(Beginning of PAGE EXCERPT)

Disc Surgery May Relieve Pain but Not Atrophy in Back Muscles
How are low back muscles linked with the discs located between the vertebrae? This is a question researchers are eagerly studying. They would like to identify types of exercise that would help patients with herniated discs.

Discs between the bones in the spine have two parts: the nucleus in the center, and an outer ring called the annulus. If the nucleus pushes completely through the annulus, it is called a disc herniation.

Most patients with low back pain from disc herniation also have muscle atrophy (wasting) in the back muscles. Weak and atrophied spine muscles may put these patients at increased risk of overload and more back pain.

Surgery is one way to treat disc herniation. The operation may relieve painful symptoms, but it doesn't always change atrophy of the muscles in the low back. Muscle atrophy and weakness can go on for months. The patient is often delayed in getting back to daily activities.

This study from the Nippon Medical School in Tokyo, Japan, focuses on one muscle group in the low back called the multifidus muscles. The primary job of this muscle group is to hold the spine steady during regular activities.

A small piece of the multifidus muscle was taken from both sides of the spine in 17 patients with disc herniations. The pieces of muscle were looked at under a microscope. The muscle cells were markedly different in the muscles examined on the same side as the disc herniation. Smaller fibers and changes in the shape of some muscle fibers were found. The researchers also checked the activity of the muscles using electromyography (EMG). The EMG changes were greatest in patients who showed the largest changes in the fibers of their multifidus muscles.

(End of PAGE EXCERPT)
(Beginning of EXTRACTED INFORMATION)

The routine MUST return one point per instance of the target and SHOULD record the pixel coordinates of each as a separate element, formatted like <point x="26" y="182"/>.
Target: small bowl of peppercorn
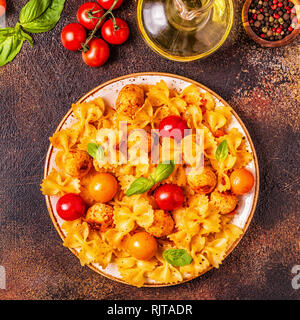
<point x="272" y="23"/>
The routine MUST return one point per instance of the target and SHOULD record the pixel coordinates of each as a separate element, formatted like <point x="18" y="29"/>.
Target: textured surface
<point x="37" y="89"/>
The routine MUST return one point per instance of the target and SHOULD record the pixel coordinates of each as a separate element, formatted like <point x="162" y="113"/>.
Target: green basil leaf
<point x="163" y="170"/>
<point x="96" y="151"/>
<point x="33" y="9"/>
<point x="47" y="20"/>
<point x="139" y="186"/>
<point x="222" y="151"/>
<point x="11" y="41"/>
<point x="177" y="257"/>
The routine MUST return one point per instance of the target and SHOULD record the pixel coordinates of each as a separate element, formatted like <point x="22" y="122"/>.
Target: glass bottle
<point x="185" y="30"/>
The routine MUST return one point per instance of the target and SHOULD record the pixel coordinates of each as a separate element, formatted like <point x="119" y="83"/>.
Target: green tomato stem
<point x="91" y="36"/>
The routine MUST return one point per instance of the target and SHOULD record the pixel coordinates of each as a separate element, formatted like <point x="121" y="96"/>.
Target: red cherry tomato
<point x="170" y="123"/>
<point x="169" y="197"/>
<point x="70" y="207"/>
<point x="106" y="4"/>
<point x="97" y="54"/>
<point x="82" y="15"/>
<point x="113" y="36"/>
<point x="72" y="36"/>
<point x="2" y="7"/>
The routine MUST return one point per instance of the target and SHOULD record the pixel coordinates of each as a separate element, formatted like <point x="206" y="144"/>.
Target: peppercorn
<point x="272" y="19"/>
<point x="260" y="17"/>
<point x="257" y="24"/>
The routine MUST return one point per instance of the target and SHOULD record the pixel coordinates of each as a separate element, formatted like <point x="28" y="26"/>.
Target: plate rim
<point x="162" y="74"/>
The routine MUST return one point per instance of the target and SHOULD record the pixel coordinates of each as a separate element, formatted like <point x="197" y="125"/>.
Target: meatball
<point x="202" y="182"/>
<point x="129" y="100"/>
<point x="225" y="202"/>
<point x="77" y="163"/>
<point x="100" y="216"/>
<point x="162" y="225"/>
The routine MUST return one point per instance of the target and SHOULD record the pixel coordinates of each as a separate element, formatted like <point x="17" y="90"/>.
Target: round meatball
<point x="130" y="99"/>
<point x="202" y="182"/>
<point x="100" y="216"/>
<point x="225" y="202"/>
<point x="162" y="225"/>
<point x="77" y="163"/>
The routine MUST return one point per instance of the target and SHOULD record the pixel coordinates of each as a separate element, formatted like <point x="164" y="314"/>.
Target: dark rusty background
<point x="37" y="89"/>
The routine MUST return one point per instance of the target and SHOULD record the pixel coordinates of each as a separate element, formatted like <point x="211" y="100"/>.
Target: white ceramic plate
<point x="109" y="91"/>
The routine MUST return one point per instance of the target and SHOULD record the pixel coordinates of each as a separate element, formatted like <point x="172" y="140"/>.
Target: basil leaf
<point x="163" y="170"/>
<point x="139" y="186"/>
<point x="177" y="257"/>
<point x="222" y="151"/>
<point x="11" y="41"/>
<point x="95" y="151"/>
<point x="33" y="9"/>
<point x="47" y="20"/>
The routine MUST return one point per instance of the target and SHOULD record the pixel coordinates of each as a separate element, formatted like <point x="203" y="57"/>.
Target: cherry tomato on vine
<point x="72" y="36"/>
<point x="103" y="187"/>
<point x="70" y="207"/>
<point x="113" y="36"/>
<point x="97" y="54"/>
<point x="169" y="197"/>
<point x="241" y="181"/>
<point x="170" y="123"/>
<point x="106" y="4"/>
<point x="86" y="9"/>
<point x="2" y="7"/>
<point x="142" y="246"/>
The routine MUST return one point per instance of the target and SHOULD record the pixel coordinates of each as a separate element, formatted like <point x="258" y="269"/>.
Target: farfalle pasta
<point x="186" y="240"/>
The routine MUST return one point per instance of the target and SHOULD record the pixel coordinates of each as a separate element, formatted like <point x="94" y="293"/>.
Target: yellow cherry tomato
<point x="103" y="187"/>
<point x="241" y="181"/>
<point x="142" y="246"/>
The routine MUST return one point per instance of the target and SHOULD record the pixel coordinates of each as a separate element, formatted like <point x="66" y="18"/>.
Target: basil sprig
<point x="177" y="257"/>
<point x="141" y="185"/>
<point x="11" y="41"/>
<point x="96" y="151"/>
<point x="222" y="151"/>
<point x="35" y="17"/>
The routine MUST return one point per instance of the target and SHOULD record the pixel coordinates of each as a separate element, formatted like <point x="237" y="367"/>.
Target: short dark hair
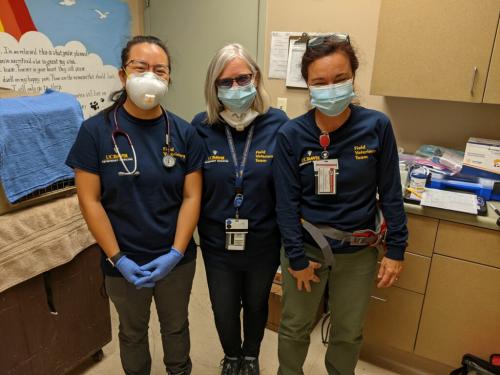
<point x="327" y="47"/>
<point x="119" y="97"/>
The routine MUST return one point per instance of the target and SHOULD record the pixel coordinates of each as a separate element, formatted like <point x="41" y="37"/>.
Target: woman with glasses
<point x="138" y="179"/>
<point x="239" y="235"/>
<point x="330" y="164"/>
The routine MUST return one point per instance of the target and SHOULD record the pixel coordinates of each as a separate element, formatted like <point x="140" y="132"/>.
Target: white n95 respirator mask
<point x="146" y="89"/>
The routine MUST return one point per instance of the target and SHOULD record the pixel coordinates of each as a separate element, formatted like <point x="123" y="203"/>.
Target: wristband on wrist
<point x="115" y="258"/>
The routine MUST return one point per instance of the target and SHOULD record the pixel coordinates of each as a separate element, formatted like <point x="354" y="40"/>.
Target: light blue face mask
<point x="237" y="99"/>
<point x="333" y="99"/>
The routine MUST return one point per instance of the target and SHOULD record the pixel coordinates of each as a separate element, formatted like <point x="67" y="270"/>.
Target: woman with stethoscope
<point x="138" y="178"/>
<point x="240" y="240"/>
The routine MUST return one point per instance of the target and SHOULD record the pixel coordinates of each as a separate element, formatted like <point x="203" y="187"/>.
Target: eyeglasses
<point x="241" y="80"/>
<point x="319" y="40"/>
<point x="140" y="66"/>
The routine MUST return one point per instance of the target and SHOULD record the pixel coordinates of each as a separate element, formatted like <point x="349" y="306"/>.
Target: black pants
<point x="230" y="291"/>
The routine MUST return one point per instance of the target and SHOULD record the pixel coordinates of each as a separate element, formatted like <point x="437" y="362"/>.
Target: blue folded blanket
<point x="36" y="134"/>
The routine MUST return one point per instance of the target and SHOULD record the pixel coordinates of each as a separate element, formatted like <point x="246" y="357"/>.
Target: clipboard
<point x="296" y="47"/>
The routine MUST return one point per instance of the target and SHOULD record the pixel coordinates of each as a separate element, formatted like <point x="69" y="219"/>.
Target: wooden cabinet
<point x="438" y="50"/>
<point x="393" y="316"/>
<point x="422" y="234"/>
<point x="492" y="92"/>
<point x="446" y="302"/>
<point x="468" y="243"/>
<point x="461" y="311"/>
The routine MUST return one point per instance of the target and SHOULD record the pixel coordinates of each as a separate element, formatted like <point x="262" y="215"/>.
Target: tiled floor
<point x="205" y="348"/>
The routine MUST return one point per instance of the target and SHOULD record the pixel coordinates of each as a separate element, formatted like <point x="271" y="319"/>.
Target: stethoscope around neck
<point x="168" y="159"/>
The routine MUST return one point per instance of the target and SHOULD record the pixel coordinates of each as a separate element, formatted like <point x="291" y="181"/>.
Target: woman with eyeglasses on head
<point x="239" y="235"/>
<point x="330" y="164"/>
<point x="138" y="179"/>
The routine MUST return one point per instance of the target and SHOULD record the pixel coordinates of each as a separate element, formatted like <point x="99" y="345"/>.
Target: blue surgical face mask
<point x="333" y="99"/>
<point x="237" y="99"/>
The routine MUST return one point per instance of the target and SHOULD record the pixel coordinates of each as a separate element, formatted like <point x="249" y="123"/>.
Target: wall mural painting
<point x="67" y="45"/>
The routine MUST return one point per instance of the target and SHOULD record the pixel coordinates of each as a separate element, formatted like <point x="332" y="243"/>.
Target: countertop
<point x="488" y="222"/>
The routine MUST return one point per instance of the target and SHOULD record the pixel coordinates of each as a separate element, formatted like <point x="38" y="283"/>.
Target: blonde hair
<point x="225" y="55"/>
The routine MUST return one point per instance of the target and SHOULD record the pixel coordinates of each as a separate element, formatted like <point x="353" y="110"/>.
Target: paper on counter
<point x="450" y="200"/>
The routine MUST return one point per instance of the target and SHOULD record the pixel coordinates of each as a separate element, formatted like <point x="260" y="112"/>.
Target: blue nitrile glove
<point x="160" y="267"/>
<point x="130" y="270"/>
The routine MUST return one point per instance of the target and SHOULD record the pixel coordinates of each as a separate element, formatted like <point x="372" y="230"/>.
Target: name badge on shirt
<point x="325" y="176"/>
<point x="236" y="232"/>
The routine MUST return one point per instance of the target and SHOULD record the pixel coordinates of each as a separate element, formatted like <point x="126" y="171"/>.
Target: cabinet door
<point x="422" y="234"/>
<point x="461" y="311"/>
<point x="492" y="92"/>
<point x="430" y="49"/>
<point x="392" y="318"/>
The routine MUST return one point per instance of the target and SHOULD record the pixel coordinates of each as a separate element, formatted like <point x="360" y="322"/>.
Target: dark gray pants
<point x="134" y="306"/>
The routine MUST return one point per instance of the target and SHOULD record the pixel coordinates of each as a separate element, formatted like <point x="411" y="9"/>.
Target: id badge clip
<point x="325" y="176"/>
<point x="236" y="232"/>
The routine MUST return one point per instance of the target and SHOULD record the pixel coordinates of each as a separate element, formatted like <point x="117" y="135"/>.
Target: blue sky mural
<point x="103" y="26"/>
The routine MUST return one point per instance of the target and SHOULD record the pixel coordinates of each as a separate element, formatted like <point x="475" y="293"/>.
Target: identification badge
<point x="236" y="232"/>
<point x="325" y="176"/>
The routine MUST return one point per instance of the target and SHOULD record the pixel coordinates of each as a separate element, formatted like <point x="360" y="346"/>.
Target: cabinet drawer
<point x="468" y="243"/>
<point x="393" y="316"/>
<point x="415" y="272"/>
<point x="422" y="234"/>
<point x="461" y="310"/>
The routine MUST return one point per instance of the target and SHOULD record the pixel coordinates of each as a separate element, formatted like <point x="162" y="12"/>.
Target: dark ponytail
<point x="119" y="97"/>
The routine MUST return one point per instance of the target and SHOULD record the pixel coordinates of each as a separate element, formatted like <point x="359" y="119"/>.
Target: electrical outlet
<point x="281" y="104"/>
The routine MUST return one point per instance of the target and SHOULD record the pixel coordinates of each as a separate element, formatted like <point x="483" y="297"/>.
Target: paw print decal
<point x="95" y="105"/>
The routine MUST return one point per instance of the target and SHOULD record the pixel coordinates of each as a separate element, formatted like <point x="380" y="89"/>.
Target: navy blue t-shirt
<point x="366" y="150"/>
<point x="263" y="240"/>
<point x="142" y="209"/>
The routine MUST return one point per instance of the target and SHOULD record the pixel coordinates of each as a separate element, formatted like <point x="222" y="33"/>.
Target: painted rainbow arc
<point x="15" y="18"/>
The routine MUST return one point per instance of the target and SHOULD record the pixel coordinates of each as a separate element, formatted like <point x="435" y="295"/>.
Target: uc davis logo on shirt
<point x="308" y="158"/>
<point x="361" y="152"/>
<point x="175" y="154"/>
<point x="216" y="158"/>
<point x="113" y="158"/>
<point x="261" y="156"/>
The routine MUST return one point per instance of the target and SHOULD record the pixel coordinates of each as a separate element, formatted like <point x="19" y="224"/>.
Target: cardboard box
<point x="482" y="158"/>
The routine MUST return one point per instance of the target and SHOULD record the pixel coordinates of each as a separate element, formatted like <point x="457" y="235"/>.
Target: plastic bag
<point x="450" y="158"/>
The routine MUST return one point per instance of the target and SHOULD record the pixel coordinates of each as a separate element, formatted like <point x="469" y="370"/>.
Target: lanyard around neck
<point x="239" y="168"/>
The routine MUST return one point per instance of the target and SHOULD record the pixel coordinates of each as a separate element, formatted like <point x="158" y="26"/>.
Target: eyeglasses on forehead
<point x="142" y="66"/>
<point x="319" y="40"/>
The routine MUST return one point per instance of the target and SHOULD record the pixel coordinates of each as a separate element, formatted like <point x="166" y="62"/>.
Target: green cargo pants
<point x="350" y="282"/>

(End of EXTRACTED INFORMATION)

*EXERCISE A*
In the article on disc surgery and back muscle atrophy, what is the primary job of the multifidus muscle group?
*EXERCISE B*
Output the passage of the article on disc surgery and back muscle atrophy starting at "This study from" and ending at "their multifidus muscles.".
*EXERCISE C*
Go on with the article on disc surgery and back muscle atrophy from the point where it stops.

*TASK RESPONSE A*
To hold the spine steady during regular activities.

*TASK RESPONSE B*
This study from the Nippon Medical School in Tokyo, Japan, focuses on one muscle group in the low back called the multifidus muscles. The primary job of this muscle group is to hold the spine steady during regular activities.

A small piece of the multifidus muscle was taken from both sides of the spine in 17 patients with disc herniations. The pieces of muscle were looked at under a microscope. The muscle cells were markedly different in the muscles examined on the same side as the disc herniation. Smaller fibers and changes in the shape of some muscle fibers were found. The researchers also checked the activity of the muscles using electromyography (EMG). The EMG changes were greatest in patients who showed the largest changes in the fibers of their multifidus muscles.

*TASK RESPONSE C*
According to the authors, rehab exercises for lumber disc herniation should include tonic and dynamic exercises. During tonic exercises, the muscles contract at low level for a period of time. This builds muscle endurance. Dynamic exercises for the multifidus muscles involve exercises that move the trunk through a range of motion, requiring the multifidus muscles to hold the spine steady while moving. This builds the muscle fibers that are responsible for muscle power and quickness. Including both forms of exercise in a rehab program for disc herniation may help halt atrophy of the multifidus muscle fibers.
References
Kiyoshi Yoshihara, MD, et al. Atrophy of the Multifidus Muscle in Patients With Lumbar Disk Herniation: Histochemical and Electromyographic Study. In Orthopedics. May 2003. Vol. 26. No. 5. Pp. 493-495.